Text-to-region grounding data
----
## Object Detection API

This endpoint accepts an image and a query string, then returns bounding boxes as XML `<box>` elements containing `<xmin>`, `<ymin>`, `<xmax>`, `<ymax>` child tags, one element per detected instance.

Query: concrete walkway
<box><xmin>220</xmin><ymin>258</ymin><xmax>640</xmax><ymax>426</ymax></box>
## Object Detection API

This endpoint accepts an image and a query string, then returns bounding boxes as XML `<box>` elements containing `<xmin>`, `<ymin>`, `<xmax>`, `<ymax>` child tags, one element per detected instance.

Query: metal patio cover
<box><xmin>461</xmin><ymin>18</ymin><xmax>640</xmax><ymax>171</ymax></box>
----
__Directions__:
All entries must come back exactly as they were written.

__Output for this task__:
## Object Detection API

This endpoint accepts an image and a query string, then returns bounding boxes as XML `<box>` elements containing `<xmin>`, `<ymin>`, `<xmax>`, `<ymax>` child tags, one element per detected instance.

Query: concrete walkway
<box><xmin>220</xmin><ymin>258</ymin><xmax>640</xmax><ymax>426</ymax></box>
## Object Detection API

This endpoint accepts an image and a query string, then returns bounding boxes as XML `<box>` elements containing `<xmin>`, `<ymin>`, `<xmax>`, `<ymax>` child tags, one element per detected instance.

Query: metal patio cover
<box><xmin>461</xmin><ymin>18</ymin><xmax>640</xmax><ymax>171</ymax></box>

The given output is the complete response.